What is needed: Report each line of the entries below that contains the word "instance".

======== Supplied information

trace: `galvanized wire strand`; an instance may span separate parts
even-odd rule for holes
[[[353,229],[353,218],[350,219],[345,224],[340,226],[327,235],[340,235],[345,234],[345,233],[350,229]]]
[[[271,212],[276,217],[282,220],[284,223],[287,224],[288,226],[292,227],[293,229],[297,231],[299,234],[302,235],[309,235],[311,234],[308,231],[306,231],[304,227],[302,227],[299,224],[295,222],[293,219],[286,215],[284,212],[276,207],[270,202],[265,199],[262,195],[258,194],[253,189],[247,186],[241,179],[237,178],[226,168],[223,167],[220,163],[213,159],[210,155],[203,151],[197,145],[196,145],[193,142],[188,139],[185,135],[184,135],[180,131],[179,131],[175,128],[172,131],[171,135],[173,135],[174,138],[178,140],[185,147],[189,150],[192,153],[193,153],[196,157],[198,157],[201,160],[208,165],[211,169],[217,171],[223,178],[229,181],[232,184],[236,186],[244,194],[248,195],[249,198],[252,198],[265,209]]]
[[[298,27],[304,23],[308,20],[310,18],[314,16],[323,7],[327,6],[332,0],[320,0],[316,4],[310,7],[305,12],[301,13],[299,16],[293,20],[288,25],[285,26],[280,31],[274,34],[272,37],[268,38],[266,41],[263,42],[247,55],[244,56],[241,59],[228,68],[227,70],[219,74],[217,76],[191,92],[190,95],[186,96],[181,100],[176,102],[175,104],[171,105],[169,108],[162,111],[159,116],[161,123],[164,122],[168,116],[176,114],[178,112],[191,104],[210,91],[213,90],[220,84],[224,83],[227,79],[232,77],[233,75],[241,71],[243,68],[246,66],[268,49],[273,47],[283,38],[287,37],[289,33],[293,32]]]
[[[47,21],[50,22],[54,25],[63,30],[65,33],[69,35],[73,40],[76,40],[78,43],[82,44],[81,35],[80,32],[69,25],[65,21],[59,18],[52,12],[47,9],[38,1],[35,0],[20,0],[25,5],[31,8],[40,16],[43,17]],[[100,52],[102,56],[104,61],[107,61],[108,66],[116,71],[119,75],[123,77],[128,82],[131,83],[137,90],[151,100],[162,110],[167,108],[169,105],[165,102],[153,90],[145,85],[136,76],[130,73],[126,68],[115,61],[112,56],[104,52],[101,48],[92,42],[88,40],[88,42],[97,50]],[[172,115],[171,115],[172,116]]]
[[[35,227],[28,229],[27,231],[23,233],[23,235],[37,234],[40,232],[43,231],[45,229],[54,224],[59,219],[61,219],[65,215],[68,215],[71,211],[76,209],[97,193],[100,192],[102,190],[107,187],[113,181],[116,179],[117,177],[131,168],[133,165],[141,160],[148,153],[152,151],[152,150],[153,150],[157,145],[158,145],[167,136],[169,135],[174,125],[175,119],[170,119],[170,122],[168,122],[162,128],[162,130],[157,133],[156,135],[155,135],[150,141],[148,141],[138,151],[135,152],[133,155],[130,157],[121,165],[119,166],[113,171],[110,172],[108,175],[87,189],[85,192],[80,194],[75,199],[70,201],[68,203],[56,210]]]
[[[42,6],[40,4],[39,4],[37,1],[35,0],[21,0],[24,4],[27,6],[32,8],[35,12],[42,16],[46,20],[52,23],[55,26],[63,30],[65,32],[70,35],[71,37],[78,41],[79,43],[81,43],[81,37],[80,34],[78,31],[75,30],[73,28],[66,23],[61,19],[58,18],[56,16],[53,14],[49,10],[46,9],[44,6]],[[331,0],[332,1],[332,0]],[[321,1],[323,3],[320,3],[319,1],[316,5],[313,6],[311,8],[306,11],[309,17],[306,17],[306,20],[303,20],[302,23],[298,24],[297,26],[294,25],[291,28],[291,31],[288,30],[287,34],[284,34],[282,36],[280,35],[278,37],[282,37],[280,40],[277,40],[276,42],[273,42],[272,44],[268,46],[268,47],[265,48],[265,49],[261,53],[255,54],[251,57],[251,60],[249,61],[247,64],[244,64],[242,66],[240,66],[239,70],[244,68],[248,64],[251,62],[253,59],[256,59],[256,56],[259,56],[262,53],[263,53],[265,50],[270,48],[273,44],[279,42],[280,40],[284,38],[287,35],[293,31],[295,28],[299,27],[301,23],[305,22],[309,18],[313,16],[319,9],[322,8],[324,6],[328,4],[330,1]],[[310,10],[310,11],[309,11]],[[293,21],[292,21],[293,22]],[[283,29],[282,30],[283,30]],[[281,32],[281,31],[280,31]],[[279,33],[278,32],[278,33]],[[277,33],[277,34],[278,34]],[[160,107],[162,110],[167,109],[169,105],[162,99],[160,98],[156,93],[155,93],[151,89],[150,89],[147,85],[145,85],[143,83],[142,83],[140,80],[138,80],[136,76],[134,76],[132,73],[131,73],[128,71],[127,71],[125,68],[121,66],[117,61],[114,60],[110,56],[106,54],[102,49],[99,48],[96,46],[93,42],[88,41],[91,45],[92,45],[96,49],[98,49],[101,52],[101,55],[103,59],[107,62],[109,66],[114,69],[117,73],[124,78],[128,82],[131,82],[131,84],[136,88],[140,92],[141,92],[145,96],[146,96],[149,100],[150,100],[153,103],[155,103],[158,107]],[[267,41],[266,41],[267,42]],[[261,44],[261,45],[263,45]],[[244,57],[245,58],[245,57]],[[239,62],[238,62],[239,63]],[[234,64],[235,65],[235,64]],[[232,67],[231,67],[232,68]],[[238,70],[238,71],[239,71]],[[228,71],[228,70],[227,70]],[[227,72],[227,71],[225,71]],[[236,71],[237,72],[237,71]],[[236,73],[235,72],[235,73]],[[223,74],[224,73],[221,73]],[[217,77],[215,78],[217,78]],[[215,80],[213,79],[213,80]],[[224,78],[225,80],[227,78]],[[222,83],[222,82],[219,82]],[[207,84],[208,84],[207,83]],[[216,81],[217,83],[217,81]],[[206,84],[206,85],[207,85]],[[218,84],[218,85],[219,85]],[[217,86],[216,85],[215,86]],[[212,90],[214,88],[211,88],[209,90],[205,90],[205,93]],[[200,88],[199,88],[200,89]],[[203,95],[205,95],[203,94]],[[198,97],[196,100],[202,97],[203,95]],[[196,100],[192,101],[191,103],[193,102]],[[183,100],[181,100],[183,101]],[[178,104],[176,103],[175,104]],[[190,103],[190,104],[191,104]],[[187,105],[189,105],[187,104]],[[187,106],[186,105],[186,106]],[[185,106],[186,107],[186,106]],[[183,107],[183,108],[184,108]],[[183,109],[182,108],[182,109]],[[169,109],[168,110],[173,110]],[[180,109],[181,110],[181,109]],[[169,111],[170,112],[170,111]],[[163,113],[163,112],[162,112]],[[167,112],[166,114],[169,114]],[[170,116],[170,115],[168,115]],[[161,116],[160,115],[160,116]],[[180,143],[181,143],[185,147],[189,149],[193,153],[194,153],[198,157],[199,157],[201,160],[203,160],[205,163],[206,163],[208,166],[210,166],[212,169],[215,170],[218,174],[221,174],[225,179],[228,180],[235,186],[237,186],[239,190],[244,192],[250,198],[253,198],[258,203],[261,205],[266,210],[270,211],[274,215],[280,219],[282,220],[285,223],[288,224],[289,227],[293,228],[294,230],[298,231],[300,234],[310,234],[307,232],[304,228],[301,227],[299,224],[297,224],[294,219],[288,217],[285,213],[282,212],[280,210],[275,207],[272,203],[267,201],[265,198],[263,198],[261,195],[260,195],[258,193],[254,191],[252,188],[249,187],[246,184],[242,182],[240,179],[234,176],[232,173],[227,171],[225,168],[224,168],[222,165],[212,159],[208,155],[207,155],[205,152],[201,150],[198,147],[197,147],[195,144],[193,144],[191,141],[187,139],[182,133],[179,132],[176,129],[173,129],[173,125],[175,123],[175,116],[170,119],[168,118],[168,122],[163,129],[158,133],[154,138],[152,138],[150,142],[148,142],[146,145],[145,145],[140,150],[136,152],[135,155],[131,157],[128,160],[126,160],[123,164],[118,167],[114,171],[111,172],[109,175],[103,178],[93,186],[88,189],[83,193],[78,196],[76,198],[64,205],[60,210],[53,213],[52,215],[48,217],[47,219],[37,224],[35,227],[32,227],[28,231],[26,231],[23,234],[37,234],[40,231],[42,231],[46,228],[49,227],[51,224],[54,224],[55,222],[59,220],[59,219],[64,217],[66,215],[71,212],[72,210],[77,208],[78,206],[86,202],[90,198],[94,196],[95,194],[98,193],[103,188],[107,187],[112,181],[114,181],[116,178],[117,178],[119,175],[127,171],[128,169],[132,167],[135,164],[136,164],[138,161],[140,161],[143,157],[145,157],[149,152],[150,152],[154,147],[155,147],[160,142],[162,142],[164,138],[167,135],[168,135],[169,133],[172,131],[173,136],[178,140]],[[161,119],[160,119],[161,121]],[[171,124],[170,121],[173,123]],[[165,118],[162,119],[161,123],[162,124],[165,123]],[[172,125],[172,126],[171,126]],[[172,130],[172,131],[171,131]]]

================

Final answer:
trace: `galvanized wire strand`; an instance may span separate parts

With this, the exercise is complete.